> **ENTRIES SHOWN**
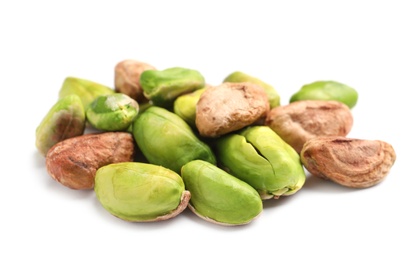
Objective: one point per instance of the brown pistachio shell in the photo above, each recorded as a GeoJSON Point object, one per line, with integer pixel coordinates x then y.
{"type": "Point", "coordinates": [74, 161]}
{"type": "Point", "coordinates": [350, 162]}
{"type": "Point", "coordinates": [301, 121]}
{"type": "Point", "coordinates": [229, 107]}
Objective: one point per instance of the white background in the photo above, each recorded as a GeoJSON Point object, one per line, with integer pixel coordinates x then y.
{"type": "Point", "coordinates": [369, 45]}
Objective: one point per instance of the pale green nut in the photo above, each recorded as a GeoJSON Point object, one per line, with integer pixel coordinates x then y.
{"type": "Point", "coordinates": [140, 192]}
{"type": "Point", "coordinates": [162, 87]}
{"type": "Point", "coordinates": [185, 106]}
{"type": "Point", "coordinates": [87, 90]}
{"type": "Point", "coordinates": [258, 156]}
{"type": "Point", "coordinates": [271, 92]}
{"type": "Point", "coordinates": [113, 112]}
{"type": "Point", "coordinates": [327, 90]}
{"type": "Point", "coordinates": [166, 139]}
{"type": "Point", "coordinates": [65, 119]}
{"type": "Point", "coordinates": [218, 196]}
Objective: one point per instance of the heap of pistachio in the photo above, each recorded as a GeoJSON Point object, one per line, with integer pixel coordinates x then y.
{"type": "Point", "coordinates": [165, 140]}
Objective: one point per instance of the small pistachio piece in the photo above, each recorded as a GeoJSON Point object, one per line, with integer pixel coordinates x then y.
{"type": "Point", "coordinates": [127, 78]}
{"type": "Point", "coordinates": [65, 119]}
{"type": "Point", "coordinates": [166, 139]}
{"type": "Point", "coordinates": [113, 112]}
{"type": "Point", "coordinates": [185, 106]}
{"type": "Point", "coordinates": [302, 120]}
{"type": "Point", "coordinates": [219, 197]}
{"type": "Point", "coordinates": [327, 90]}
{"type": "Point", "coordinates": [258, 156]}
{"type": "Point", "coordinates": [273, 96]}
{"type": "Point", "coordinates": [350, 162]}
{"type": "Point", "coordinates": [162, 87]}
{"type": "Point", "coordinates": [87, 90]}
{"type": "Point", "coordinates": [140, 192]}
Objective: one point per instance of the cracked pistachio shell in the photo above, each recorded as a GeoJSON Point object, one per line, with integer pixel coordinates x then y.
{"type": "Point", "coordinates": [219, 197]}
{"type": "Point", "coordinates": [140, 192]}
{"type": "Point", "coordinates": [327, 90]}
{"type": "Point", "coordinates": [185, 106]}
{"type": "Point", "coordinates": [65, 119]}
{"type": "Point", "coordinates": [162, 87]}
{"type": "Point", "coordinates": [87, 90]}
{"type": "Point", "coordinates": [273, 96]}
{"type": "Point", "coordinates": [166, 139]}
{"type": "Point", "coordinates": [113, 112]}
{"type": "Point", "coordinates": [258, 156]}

---

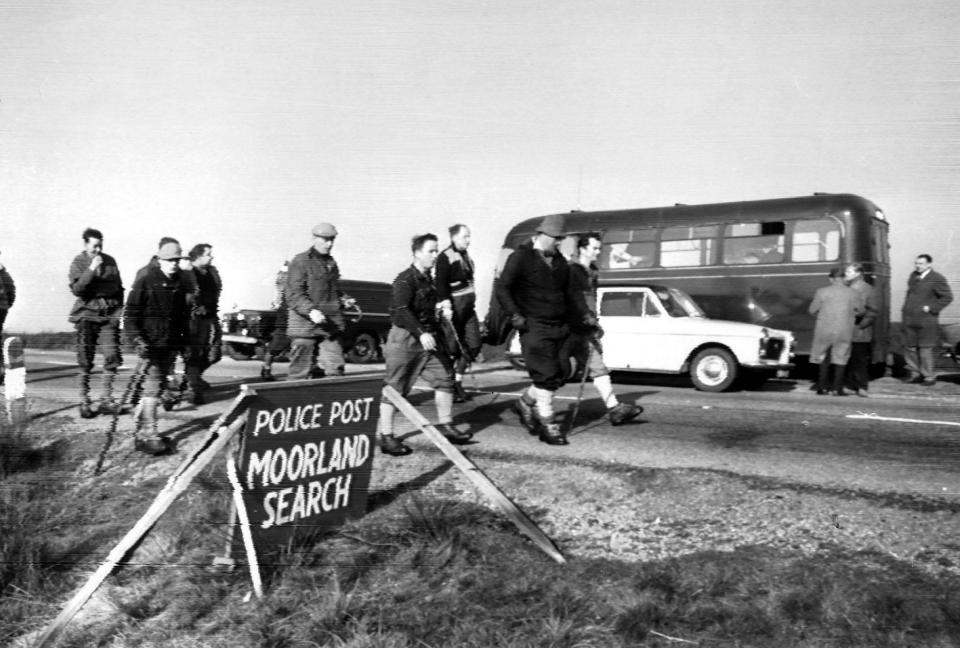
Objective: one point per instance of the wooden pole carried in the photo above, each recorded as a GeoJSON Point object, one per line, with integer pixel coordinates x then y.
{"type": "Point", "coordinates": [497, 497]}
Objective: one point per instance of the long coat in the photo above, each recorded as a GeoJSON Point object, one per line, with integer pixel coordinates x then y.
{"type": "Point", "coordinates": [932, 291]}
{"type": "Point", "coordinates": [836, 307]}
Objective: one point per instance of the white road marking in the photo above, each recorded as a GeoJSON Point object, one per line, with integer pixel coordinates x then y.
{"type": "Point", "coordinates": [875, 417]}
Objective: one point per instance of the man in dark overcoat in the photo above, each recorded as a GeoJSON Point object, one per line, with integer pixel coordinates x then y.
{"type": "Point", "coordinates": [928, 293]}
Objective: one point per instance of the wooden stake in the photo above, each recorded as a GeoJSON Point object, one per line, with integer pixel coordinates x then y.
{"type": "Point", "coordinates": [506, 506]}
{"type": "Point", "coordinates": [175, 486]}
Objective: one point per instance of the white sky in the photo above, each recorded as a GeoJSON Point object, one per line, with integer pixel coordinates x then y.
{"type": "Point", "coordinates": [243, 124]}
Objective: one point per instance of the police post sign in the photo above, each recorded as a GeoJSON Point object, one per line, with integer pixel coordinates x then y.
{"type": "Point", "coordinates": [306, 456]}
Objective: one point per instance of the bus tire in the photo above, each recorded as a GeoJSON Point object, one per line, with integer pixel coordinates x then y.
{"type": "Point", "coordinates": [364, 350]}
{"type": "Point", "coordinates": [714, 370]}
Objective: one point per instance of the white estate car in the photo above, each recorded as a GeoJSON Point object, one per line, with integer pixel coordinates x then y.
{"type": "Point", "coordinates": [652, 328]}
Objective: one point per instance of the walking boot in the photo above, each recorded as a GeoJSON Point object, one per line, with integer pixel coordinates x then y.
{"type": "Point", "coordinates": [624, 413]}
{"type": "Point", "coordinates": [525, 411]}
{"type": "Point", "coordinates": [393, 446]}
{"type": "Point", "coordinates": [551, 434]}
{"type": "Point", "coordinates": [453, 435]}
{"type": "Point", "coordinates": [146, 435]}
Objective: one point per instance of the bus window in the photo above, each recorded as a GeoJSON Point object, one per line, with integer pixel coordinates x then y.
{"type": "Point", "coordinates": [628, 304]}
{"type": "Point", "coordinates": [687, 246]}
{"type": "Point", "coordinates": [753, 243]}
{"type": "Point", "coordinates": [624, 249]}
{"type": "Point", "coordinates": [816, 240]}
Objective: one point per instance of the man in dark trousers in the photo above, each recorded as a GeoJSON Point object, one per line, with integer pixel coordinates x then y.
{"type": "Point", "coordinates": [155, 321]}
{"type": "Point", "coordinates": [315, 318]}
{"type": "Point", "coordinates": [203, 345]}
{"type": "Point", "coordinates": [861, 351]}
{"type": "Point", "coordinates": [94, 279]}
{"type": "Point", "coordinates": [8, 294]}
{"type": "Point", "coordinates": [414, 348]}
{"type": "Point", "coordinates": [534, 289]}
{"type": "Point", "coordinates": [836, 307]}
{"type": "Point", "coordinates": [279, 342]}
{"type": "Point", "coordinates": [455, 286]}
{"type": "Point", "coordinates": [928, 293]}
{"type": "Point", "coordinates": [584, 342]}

> **EXERCISE TASK**
Return every line of the data above that contains the word "marking", unchanged.

> **WRITTEN ANSWER**
Objective: one point per instance of the white road marking in the photo above, each recorded as a GeoJSON Point object, one per line, with integer pixel coordinates x then y.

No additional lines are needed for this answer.